Work required:
Output, exactly as written, the lines below starting at the line containing "Note: we are tagging the dry" and ending at the line containing "Note: we are tagging the black". Drop the pictures and keep both end lines.

[Photo-based referring expression data]
>>>>>

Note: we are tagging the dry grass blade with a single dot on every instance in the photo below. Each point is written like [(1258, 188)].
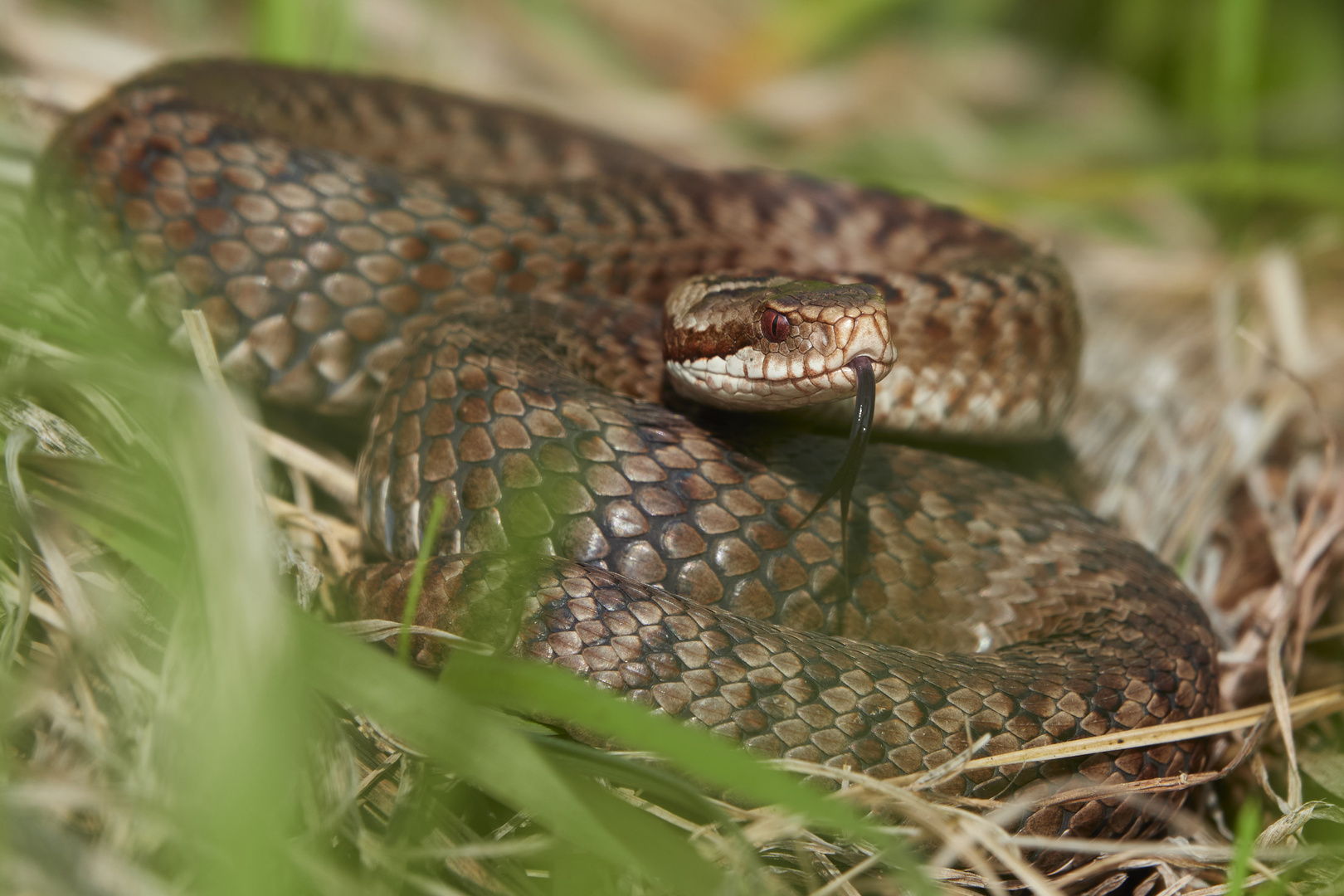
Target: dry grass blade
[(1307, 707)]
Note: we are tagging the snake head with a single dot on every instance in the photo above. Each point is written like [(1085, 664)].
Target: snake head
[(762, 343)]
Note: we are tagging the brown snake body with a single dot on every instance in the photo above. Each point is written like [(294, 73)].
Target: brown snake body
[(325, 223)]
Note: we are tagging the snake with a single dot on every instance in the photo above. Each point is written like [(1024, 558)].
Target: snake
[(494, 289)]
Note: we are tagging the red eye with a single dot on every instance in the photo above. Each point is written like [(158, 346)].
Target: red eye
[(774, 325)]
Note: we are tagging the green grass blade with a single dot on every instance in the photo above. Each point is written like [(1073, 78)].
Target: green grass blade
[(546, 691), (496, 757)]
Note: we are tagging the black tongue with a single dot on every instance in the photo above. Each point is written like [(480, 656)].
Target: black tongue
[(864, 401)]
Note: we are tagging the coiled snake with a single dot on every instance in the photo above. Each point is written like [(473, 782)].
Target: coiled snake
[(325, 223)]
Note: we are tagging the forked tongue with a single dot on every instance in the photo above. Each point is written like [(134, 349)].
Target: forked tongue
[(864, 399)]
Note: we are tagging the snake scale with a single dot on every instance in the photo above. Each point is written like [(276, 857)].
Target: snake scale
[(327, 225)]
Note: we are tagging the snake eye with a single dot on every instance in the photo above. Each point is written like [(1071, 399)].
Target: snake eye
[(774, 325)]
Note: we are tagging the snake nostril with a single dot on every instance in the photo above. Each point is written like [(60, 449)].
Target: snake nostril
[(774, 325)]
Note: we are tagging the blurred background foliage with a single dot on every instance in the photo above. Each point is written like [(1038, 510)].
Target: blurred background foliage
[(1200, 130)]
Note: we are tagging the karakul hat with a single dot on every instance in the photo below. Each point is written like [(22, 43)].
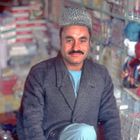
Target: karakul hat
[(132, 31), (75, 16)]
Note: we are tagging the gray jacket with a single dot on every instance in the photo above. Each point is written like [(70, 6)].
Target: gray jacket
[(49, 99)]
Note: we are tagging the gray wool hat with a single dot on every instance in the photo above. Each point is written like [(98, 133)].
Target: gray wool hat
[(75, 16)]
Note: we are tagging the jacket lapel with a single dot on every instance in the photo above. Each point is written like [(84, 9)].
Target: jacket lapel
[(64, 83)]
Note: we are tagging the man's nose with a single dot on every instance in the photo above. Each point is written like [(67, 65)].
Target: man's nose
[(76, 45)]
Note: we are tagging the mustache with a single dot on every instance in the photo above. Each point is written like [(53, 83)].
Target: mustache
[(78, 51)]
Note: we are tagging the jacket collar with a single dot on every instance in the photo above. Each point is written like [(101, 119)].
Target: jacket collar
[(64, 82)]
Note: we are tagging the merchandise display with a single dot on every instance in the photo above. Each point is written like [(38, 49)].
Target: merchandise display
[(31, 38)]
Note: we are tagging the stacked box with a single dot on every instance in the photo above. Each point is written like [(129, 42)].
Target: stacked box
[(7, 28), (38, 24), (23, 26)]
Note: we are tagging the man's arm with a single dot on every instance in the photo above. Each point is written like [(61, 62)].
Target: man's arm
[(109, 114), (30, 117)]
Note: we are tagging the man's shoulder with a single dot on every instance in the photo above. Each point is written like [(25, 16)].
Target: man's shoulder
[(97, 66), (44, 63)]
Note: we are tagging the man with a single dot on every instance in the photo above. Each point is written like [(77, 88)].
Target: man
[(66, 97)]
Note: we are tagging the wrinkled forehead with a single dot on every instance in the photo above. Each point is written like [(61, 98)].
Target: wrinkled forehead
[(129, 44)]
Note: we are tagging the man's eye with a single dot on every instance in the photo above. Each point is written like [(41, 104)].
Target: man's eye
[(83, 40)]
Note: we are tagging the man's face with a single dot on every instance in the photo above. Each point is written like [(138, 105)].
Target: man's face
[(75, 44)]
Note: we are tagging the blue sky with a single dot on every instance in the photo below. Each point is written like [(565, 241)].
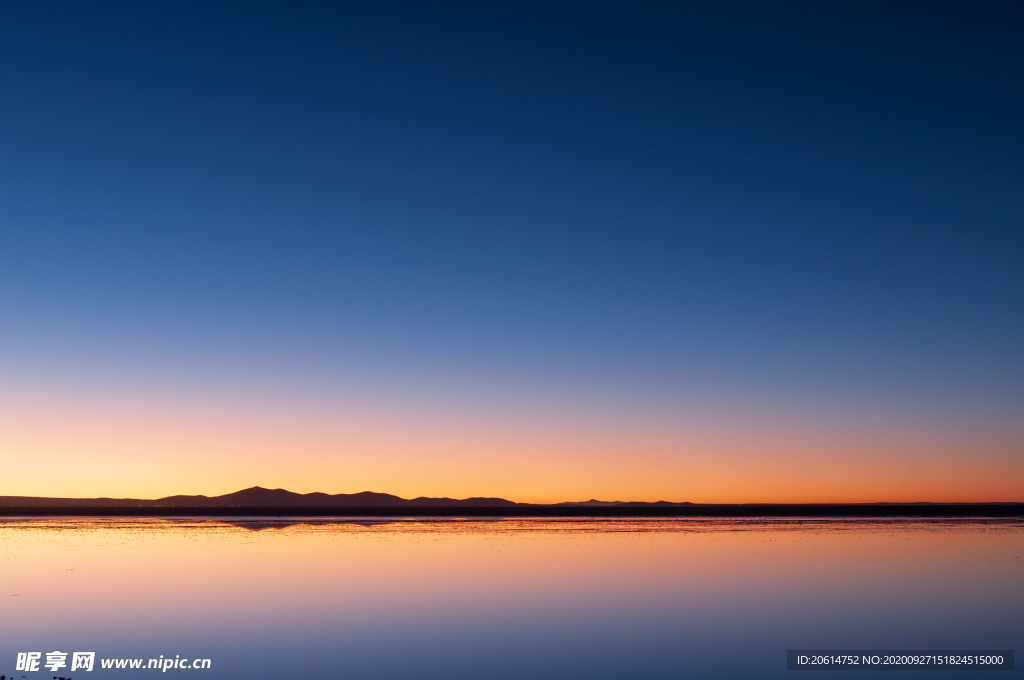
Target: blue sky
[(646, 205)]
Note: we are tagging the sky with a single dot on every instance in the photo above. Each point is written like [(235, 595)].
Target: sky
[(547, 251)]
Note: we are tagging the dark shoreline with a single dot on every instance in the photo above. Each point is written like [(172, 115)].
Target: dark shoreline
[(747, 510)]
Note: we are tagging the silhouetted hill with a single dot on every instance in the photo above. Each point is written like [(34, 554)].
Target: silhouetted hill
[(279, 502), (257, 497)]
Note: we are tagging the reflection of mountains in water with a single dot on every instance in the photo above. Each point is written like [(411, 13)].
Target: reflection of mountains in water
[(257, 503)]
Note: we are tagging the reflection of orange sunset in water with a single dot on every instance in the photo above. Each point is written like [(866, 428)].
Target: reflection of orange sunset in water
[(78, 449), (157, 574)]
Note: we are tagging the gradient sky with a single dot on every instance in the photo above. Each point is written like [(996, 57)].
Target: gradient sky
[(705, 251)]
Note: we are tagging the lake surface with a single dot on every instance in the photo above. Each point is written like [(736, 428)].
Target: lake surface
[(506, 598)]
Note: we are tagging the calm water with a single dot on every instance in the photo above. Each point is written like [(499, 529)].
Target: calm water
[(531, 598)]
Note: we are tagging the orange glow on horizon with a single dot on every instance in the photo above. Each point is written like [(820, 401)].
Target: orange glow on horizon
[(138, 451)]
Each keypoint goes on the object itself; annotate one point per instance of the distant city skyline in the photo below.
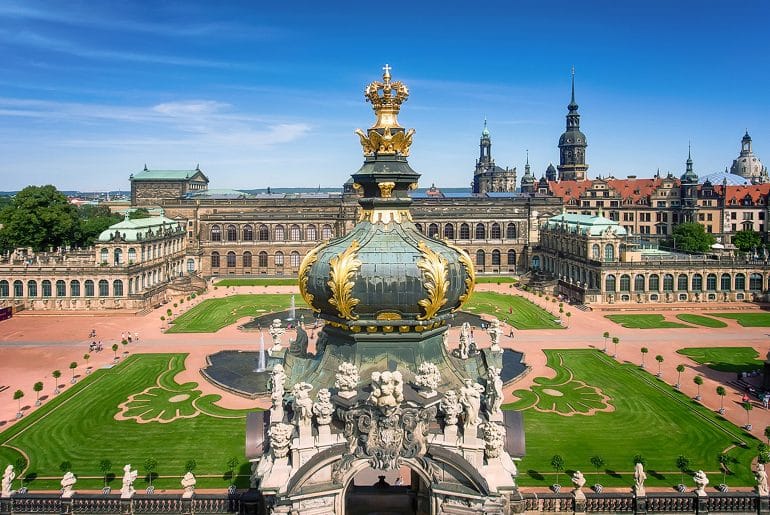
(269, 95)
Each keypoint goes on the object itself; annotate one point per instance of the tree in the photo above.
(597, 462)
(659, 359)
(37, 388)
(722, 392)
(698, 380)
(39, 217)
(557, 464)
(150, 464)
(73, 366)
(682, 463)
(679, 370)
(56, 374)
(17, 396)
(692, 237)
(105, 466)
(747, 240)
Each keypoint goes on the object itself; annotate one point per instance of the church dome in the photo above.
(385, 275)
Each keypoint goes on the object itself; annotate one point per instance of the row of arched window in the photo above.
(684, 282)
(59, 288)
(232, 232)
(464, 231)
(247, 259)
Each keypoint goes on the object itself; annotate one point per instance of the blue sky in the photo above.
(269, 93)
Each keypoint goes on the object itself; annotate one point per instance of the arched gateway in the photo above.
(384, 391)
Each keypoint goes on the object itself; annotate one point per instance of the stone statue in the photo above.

<<<<<
>>>>>

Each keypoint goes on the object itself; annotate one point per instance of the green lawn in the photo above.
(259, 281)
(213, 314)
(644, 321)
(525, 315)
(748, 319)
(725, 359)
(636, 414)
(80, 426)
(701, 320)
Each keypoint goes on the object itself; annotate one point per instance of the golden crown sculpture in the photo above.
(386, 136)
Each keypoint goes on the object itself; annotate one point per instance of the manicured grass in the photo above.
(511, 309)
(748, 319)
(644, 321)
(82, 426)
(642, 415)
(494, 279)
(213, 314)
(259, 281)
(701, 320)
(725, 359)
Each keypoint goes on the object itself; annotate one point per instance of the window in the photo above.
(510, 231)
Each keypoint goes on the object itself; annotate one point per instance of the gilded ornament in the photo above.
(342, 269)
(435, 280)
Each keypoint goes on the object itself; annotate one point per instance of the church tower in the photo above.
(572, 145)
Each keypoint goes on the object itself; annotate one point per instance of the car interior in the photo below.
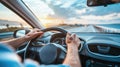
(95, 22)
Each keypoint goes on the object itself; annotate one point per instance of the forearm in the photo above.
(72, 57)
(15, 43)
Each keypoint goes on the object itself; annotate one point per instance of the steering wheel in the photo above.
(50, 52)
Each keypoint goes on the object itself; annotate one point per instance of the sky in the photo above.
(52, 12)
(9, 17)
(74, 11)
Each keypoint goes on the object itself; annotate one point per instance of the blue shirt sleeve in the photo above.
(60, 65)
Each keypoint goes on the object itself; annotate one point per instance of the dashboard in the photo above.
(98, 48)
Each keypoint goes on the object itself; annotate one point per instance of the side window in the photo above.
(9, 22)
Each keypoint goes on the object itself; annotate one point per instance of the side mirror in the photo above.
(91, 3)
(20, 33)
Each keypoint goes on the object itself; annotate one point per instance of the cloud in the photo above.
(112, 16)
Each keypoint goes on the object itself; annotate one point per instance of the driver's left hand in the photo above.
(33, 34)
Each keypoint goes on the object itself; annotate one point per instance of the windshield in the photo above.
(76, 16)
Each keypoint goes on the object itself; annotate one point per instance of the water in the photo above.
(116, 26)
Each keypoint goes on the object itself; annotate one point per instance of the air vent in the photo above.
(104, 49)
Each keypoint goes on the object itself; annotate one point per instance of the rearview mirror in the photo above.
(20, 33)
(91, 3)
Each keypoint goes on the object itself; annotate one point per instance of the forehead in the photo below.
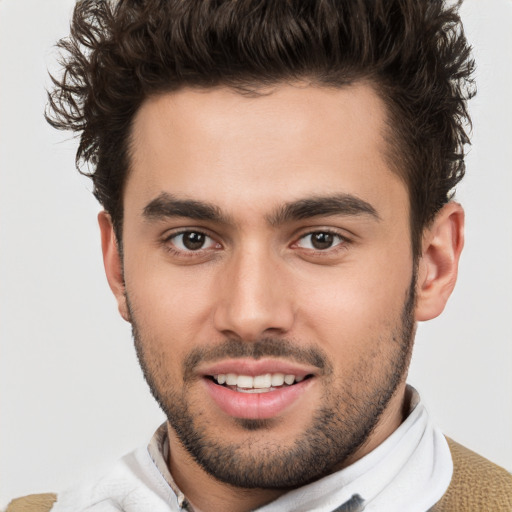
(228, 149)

<<<<<

Written response:
Note: we are tagging the dry grass blade with a single dot on every instance in the photo below. Each point is written like [(1258, 188)].
Target: dry grass blade
[(1307, 707)]
Note: we are tagging the snake head with a single dot on every instance in the photo above. Each point is written like [(1085, 664)].
Target: snake head
[(762, 343)]
Note: we are tagging the brown snake body with a single dot on every instance in the photo above. Each point is written like [(294, 73)].
Target: brown snake body
[(325, 223)]
Note: we are tagging the snake with a single dot on every instance in the photo above. Each point is written like [(1024, 558)].
Target: snake
[(494, 289)]
Note: we are tagging the red eye with a single dot on every instance in the photo above. Each point is written like [(158, 346)].
Target: red eye
[(774, 325)]
Note: we are tagging the green grass blade with a single dot on every instance in the photo above. Each point is written like [(1073, 78)].
Target: green grass blade
[(546, 691), (496, 757)]
Note: we are tagging the black tongue with a single dot on every instance in the photo above. Each point is written like [(480, 656)].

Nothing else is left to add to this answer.